TASK DETAILS: Could you find each line of the data below that contains the word "distant" and copy those lines?

RECORDS FOR THIS EXERCISE:
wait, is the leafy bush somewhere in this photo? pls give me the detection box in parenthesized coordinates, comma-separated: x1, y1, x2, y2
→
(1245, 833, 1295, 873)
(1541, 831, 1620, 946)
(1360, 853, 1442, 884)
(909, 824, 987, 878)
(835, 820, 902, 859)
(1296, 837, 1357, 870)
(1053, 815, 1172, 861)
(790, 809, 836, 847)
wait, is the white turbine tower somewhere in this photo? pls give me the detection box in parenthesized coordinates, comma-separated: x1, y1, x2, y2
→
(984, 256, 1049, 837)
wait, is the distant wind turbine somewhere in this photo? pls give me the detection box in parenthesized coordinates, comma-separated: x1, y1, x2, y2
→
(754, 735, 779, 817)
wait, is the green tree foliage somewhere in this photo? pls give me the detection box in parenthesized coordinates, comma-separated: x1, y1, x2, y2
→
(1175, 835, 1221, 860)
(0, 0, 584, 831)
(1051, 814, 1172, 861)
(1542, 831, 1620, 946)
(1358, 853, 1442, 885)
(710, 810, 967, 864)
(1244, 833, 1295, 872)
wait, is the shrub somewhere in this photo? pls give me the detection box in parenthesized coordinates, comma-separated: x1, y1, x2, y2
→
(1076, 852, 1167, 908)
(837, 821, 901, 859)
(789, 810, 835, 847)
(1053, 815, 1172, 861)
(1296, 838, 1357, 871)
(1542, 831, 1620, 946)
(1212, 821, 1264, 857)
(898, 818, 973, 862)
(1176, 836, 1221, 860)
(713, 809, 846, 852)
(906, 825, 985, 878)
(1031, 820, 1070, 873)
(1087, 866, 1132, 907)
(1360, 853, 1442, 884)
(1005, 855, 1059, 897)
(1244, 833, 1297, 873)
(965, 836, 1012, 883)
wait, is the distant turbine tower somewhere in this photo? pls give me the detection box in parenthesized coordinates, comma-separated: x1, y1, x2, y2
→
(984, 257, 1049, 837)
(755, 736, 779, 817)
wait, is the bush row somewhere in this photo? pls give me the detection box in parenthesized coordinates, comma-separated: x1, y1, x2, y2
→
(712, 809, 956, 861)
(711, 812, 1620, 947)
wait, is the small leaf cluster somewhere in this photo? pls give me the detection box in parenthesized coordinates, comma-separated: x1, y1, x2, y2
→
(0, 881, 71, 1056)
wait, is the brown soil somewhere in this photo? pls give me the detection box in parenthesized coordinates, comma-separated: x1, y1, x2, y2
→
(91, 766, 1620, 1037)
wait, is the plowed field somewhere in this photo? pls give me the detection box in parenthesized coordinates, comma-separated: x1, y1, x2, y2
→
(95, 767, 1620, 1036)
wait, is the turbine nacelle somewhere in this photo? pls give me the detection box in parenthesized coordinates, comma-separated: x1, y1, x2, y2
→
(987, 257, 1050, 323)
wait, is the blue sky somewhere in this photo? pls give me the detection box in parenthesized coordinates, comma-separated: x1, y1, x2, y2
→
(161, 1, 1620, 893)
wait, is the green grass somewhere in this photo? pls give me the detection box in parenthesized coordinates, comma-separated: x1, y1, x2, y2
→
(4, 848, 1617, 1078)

ANSWER FOR THE TASK:
wait, is the distant wind turbine somewhere in this photo? pls give me the detection box in parenthesized coordinates, comma-separated: x1, y1, x2, y2
wait, is the distant turbine tower somewhere in this photo? pls give me the detection box in parenthesized coordinates, comma-separated: x1, y1, x2, y2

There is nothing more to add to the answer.